PROVIDED DATA =>
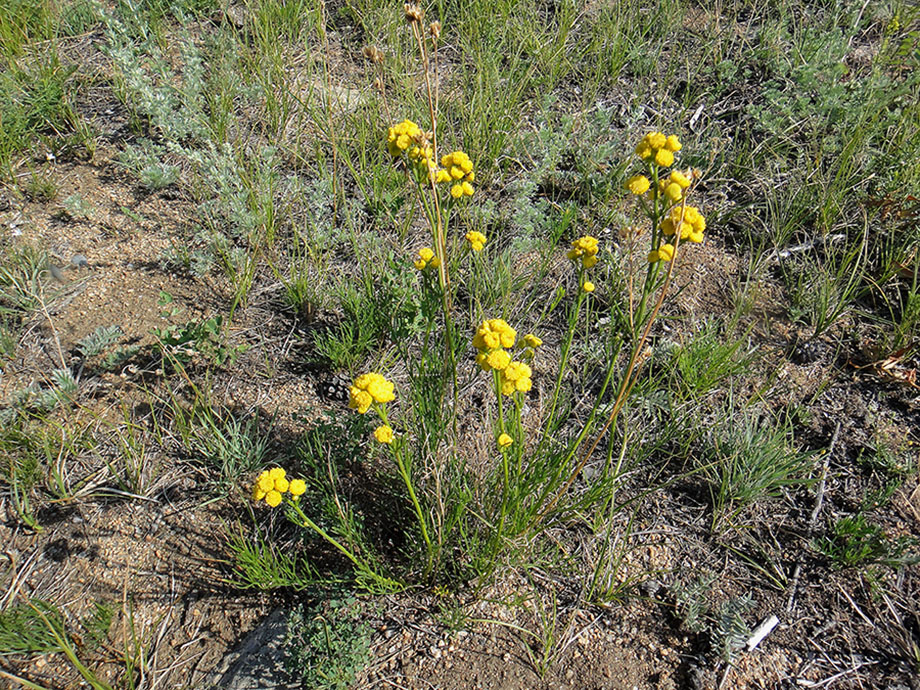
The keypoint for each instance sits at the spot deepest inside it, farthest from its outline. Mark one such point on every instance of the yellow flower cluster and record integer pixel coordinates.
(673, 186)
(369, 389)
(458, 170)
(407, 137)
(664, 253)
(638, 184)
(272, 484)
(402, 137)
(530, 340)
(584, 248)
(476, 239)
(690, 228)
(384, 434)
(659, 148)
(515, 378)
(426, 258)
(493, 334)
(491, 339)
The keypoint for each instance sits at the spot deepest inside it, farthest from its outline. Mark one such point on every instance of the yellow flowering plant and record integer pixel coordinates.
(463, 504)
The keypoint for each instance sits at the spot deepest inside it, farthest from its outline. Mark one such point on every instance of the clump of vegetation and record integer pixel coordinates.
(596, 305)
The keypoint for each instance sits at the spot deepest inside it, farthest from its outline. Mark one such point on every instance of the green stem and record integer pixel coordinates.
(563, 361)
(405, 473)
(325, 535)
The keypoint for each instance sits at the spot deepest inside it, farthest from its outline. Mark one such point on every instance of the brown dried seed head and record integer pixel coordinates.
(413, 12)
(373, 54)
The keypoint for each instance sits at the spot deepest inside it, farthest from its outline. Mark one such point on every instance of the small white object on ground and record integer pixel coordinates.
(762, 631)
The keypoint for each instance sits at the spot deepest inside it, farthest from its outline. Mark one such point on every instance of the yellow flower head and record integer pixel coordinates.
(674, 192)
(384, 434)
(265, 482)
(426, 258)
(638, 184)
(690, 228)
(664, 253)
(515, 378)
(402, 136)
(458, 169)
(477, 240)
(678, 178)
(493, 334)
(659, 148)
(656, 140)
(497, 359)
(369, 389)
(584, 248)
(664, 158)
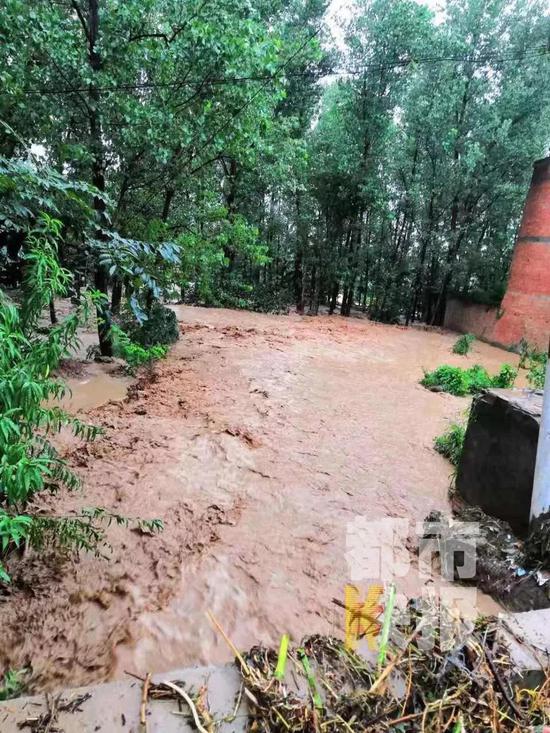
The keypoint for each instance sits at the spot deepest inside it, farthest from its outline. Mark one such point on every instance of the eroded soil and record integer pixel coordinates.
(257, 442)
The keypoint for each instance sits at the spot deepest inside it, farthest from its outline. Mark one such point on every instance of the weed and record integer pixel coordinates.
(134, 354)
(460, 382)
(535, 362)
(13, 683)
(463, 344)
(451, 442)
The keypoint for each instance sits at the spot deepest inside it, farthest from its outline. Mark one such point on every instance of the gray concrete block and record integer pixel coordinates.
(497, 467)
(527, 636)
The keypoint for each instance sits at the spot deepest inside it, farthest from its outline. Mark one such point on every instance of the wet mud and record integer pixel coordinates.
(257, 442)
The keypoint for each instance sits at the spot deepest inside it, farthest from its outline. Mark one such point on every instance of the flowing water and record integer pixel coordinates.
(261, 442)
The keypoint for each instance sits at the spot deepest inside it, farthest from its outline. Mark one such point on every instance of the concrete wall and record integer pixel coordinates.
(525, 309)
(466, 317)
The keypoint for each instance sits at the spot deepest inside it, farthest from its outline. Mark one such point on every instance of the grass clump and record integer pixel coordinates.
(135, 355)
(461, 382)
(160, 327)
(535, 362)
(451, 443)
(463, 344)
(13, 683)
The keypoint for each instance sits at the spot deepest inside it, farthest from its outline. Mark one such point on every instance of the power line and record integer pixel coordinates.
(538, 52)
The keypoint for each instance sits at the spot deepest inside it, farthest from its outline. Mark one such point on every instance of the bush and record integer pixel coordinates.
(29, 462)
(161, 327)
(135, 355)
(451, 443)
(535, 362)
(463, 344)
(460, 382)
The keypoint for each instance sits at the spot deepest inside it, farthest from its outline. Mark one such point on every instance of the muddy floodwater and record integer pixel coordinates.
(259, 442)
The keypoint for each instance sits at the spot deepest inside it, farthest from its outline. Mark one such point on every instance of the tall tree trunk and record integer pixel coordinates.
(98, 176)
(116, 296)
(53, 315)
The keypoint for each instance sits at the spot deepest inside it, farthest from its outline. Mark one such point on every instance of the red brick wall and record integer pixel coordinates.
(525, 308)
(466, 317)
(526, 304)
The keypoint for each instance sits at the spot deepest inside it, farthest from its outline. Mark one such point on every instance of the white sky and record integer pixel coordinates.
(340, 11)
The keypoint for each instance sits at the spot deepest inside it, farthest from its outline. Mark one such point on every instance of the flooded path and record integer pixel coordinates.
(258, 442)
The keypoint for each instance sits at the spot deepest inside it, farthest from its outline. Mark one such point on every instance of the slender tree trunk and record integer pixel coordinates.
(116, 296)
(53, 315)
(98, 177)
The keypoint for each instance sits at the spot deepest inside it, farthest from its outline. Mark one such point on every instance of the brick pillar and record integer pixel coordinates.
(525, 307)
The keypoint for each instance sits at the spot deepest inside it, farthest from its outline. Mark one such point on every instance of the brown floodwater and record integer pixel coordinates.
(260, 441)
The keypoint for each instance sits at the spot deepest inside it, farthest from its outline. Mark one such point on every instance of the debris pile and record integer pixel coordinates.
(420, 682)
(514, 571)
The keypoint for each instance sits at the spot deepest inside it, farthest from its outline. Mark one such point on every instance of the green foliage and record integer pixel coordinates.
(136, 355)
(160, 327)
(463, 344)
(451, 442)
(460, 382)
(13, 684)
(535, 362)
(84, 531)
(29, 463)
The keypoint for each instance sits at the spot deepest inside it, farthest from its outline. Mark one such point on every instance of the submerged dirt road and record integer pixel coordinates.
(257, 442)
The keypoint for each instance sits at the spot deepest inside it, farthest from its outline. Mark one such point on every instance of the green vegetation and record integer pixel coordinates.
(134, 354)
(241, 157)
(535, 362)
(161, 327)
(463, 344)
(461, 382)
(451, 442)
(13, 684)
(30, 354)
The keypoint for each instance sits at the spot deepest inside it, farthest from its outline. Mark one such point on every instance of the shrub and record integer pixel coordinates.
(463, 344)
(13, 683)
(135, 355)
(451, 442)
(535, 362)
(29, 463)
(460, 382)
(161, 327)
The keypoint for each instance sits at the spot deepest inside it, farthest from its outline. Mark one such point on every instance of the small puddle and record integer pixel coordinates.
(91, 391)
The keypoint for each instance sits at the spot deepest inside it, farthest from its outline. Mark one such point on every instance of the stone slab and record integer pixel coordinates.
(497, 467)
(527, 636)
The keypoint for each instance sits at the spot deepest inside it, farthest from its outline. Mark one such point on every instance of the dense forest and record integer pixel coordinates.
(252, 154)
(236, 155)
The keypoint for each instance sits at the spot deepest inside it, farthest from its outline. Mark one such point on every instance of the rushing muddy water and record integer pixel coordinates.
(260, 442)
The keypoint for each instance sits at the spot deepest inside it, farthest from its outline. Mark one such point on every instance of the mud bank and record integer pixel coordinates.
(257, 442)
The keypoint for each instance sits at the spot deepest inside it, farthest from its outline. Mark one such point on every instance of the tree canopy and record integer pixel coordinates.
(239, 156)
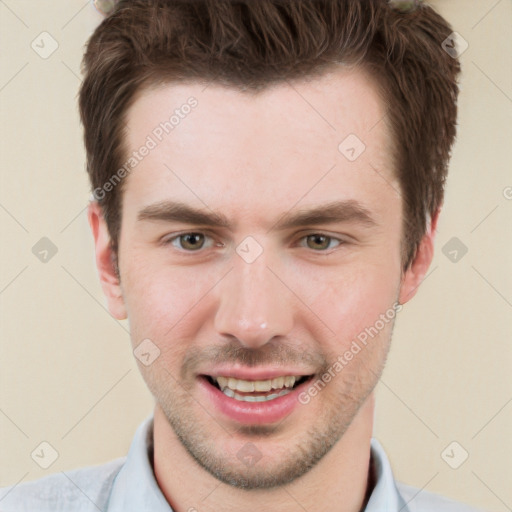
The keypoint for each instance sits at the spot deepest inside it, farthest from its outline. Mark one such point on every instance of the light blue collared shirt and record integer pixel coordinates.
(128, 484)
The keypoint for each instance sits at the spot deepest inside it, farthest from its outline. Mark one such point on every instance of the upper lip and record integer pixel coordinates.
(255, 373)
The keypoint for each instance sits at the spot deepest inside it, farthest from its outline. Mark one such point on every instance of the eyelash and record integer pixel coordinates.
(169, 241)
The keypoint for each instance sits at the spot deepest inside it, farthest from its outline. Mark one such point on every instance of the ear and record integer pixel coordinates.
(419, 266)
(106, 262)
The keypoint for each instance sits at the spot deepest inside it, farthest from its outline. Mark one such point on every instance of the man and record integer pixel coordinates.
(267, 181)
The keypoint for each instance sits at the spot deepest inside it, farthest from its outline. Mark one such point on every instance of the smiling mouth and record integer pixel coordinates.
(257, 390)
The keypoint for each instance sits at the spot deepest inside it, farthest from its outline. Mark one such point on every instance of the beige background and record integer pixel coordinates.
(67, 372)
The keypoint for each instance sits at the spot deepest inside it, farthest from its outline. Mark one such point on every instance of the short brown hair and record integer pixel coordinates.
(251, 44)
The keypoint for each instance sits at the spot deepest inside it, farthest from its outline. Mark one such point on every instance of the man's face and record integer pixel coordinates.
(261, 297)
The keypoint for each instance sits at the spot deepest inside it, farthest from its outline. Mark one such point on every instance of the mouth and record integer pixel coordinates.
(257, 390)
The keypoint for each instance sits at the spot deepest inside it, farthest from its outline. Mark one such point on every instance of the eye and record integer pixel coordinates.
(189, 242)
(321, 242)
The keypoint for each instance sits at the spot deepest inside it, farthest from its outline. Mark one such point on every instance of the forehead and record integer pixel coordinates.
(311, 140)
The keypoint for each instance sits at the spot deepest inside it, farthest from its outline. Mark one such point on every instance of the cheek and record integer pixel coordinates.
(352, 298)
(161, 299)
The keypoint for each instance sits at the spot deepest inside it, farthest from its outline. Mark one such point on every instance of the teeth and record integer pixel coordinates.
(249, 386)
(261, 398)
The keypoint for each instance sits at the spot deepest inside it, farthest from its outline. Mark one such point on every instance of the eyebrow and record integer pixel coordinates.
(330, 213)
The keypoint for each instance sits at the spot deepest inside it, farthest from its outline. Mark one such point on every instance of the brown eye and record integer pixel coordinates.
(319, 242)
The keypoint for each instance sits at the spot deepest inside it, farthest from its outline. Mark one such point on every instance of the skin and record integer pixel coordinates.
(254, 158)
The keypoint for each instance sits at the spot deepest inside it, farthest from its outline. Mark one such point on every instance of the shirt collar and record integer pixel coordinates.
(135, 488)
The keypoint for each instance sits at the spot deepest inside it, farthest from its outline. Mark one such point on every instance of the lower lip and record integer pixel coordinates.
(252, 413)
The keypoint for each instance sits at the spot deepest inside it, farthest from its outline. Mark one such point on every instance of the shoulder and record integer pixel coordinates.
(419, 500)
(82, 490)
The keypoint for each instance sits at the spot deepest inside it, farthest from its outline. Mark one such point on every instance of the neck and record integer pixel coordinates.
(341, 476)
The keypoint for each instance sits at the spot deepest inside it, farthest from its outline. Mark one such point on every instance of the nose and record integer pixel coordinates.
(254, 305)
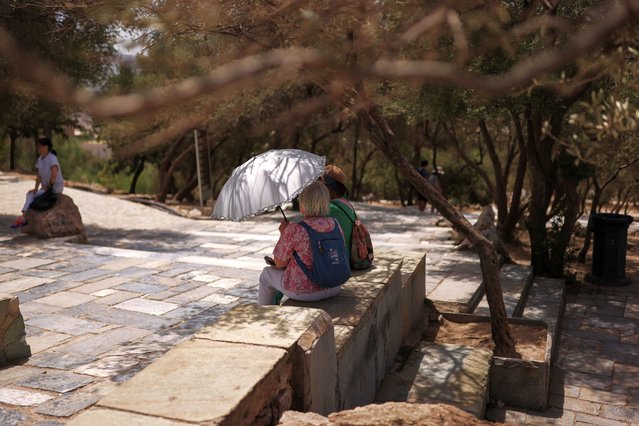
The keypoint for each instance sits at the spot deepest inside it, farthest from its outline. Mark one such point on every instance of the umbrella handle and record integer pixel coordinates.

TASK BRIEF => Leave out the pictures, and retype exactly the lines from the one containing "shoulder and record integer pixel coordinates." through the last line of the data above, no more and no less.

ANSWER =>
The keypoint for each instance sits at the spot deepest inside it, farthest from its outline. Mark one such point on every instance of the shoulder and record integer pixel coordinates.
(419, 500)
(82, 490)
The keypoint for each instance sits at the spot deepest inside it, farthest from its outline. Mark one such point on every instance of the neck and record integer pixel coordinates.
(341, 476)
The keypoint for each instance sits at the spot deepest inside it, farthest from its outline. Mark one such point on every instance of the nose and record integer pixel coordinates.
(254, 305)
The keypoint for each instance sits at the spot deepest inside it, farthest from its outline. Mark one such point on every instance of the umbrella handle and record integer pixel coordinates.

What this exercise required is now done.